-------- Exercise data
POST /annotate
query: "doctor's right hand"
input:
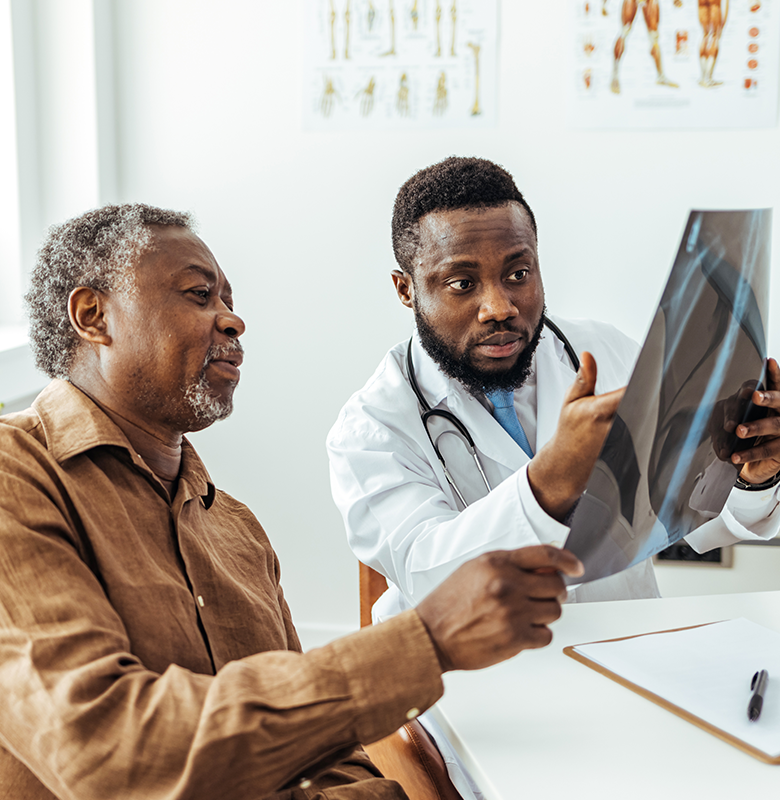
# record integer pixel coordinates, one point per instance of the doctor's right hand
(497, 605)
----------------
-------- Exercise data
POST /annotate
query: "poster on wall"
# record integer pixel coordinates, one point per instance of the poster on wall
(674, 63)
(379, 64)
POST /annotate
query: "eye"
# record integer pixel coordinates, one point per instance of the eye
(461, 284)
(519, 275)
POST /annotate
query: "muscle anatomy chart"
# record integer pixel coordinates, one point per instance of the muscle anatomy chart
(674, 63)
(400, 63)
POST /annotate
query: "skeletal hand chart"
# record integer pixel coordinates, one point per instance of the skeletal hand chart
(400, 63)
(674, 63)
----------------
[Aim of the task]:
Copy the lines above that hold the word "query".

[Solution]:
query: "doctor's right hand"
query: "poster on wall"
query: "eye"
query: "muscle anatomy chart"
query: "skeletal hand chart"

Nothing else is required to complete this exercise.